§ SELECTED TEXT

◆ ◆ ◆

Seattle Public Schools releases summary of 2012 Healthy Youth Survey
Tue, 05/21/2013
The state-funded Healthy Youth Survey (conducted every two years and sent out to 6th, 8th, 10th and 12th graders) results are in, and provide a glimpse into the healthy and not-so-healthy predilections of Seattle students.
Seattle Public Schools dove into the data and came up with the following trends from the anonymous, voluntary survey conducted in October of 2012:
From SPS
- The percentage of eighth-grade students who engage in 60-plus minutes of physical activity five or more days per week increased from 34 percent in 2008 to 49 percent in 2012.
- Television watching also declined among both middle and high school students. In the 2012 survey, 25 percent of eighth-graders said they watched three or more hours of TV on an average school day; in 2006, that number was 37 percent. The rate of TV viewing among high school students dropped from 28 percent in 2008 to 19 percent in 2012.
- Rates of being bullied in the past month has declined among 6th grade students from 26 percent in 2008 to 22 percent in 2012.
- Alcohol and cigarette use among high school students in Seattle Public Schools has declined during the past four years, while marijuana use remains statistically unchanged.
- Among students who drank alcohol during the past 30 days and who have a usual type of alcohol that they drink, 60 percent reported that hard liquor was their drink of choice.
- Preliminary data analysis shows that among students who report using marijuana in the past month, 39% of them reported that the marijuana came from a medical marijuana dispensary.
- 29 percent of high school students said they have had sexual intercourse in their lifetime, and 61 percent of sexually active high school students reported using a condom at last intercourse.

◆ ◆ ◆

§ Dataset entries
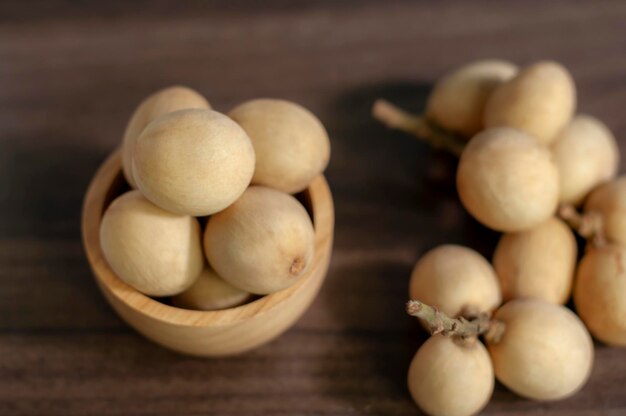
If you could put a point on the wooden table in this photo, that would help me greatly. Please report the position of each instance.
(72, 72)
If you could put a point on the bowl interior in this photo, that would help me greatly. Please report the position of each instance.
(109, 183)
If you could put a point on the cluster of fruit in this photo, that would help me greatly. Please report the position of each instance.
(185, 160)
(527, 164)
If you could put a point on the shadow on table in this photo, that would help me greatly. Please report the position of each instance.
(43, 184)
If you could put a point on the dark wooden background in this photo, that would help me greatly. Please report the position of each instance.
(71, 73)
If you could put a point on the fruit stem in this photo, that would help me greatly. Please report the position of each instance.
(440, 323)
(419, 126)
(588, 225)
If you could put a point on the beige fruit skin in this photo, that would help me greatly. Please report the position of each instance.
(156, 105)
(586, 155)
(609, 200)
(538, 263)
(155, 251)
(507, 180)
(545, 352)
(599, 293)
(540, 100)
(448, 379)
(194, 162)
(291, 144)
(210, 292)
(458, 100)
(456, 280)
(262, 243)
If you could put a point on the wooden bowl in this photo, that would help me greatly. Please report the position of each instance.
(205, 333)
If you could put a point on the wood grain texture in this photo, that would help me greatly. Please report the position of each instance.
(70, 76)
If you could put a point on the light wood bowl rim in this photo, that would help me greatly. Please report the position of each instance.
(93, 209)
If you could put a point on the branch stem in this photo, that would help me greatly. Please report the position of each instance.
(440, 323)
(419, 126)
(588, 225)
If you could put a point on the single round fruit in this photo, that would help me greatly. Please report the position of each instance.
(457, 280)
(600, 293)
(545, 352)
(458, 100)
(586, 155)
(210, 292)
(291, 144)
(538, 263)
(539, 100)
(194, 162)
(262, 243)
(451, 379)
(156, 105)
(156, 252)
(609, 201)
(507, 180)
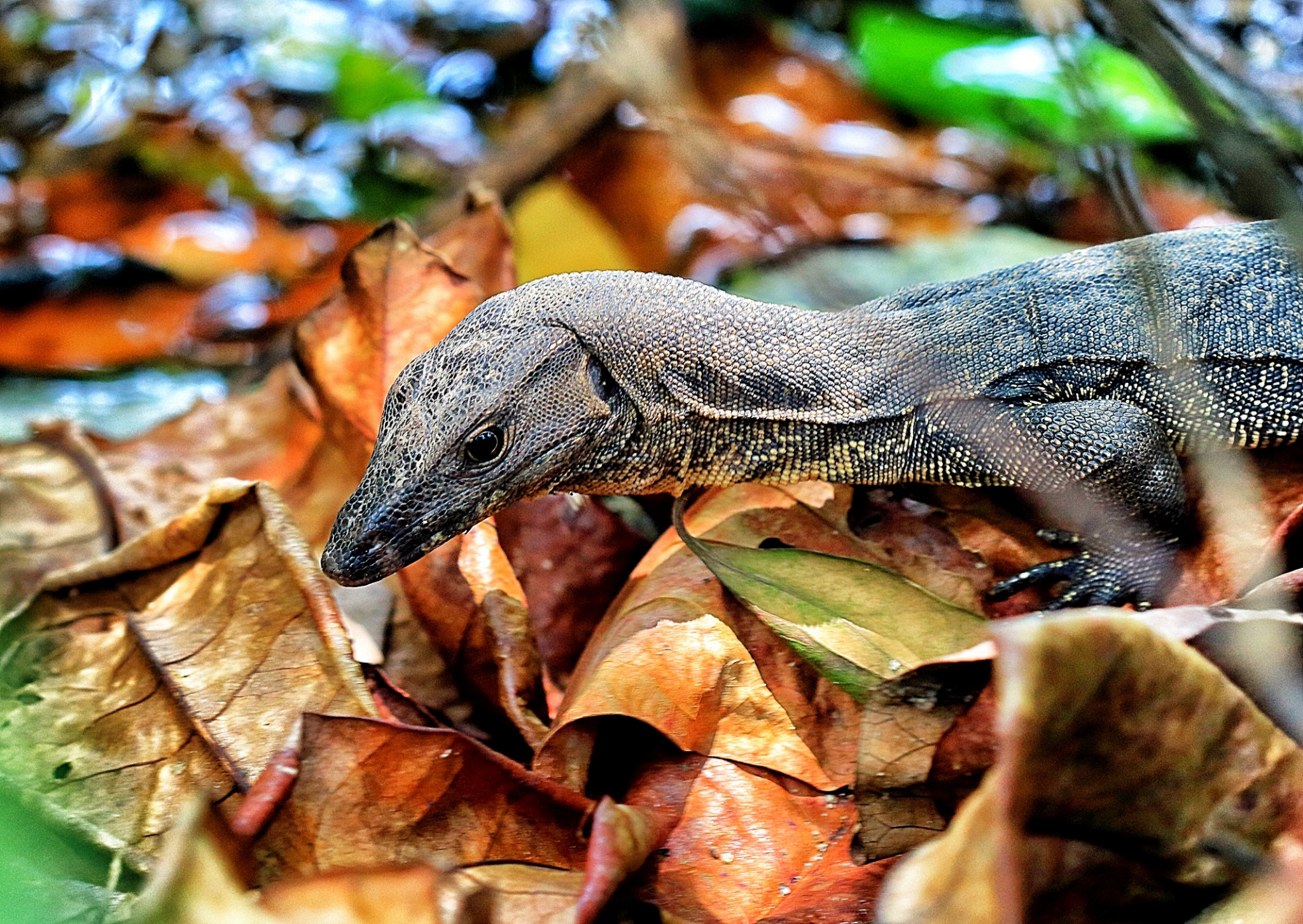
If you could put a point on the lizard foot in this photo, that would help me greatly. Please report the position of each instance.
(1099, 576)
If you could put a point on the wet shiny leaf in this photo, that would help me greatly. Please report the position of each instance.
(1115, 734)
(400, 298)
(55, 514)
(373, 793)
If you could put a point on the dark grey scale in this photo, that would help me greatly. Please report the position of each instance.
(1078, 378)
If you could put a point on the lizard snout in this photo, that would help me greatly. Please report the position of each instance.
(364, 560)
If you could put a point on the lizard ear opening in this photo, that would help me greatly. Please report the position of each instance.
(604, 386)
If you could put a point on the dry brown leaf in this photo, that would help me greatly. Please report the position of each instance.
(95, 329)
(743, 841)
(705, 183)
(183, 660)
(1115, 734)
(196, 879)
(374, 793)
(620, 839)
(901, 799)
(400, 298)
(55, 510)
(265, 434)
(191, 248)
(505, 893)
(682, 654)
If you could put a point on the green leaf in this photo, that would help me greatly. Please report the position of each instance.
(1010, 84)
(370, 83)
(855, 622)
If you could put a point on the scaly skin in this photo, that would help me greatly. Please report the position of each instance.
(1079, 378)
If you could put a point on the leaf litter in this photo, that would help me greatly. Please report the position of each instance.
(799, 707)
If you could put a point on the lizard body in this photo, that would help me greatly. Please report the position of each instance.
(1078, 377)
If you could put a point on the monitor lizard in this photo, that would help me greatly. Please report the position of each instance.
(1079, 378)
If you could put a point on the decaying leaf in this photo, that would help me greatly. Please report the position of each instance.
(181, 660)
(682, 654)
(55, 510)
(265, 434)
(375, 793)
(777, 150)
(501, 893)
(197, 884)
(573, 557)
(743, 841)
(898, 791)
(196, 879)
(501, 603)
(1110, 734)
(856, 622)
(620, 839)
(400, 296)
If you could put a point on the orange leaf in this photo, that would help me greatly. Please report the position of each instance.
(372, 793)
(181, 660)
(400, 298)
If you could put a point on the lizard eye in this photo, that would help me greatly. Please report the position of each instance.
(485, 446)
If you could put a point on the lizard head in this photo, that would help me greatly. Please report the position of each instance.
(494, 413)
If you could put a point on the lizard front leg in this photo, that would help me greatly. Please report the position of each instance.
(1103, 468)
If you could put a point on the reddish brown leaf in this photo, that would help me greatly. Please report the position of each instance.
(502, 606)
(400, 298)
(183, 660)
(373, 793)
(705, 184)
(55, 510)
(268, 790)
(197, 884)
(261, 436)
(901, 799)
(503, 893)
(679, 653)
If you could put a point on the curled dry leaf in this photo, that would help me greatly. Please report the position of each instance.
(265, 434)
(501, 602)
(1109, 733)
(778, 150)
(855, 621)
(620, 839)
(196, 883)
(682, 654)
(55, 510)
(373, 793)
(502, 893)
(902, 798)
(573, 556)
(743, 841)
(400, 296)
(181, 660)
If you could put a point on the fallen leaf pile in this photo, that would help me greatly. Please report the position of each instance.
(770, 705)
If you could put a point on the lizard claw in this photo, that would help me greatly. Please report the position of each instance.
(1060, 539)
(1134, 574)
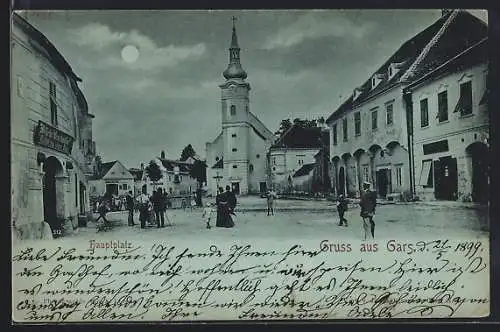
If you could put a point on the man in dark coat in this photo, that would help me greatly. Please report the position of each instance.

◆ ◆ ◆

§ TASK BRIEF
Transcribe the part of the survey summary from "- Preliminary data" up to and including "medical marijuana dispensary.".

§ PROBLEM SOLUTION
- Preliminary data analysis shows that among students who report using marijuana in the past month, 39% of them reported that the marijuana came from a medical marijuana dispensary.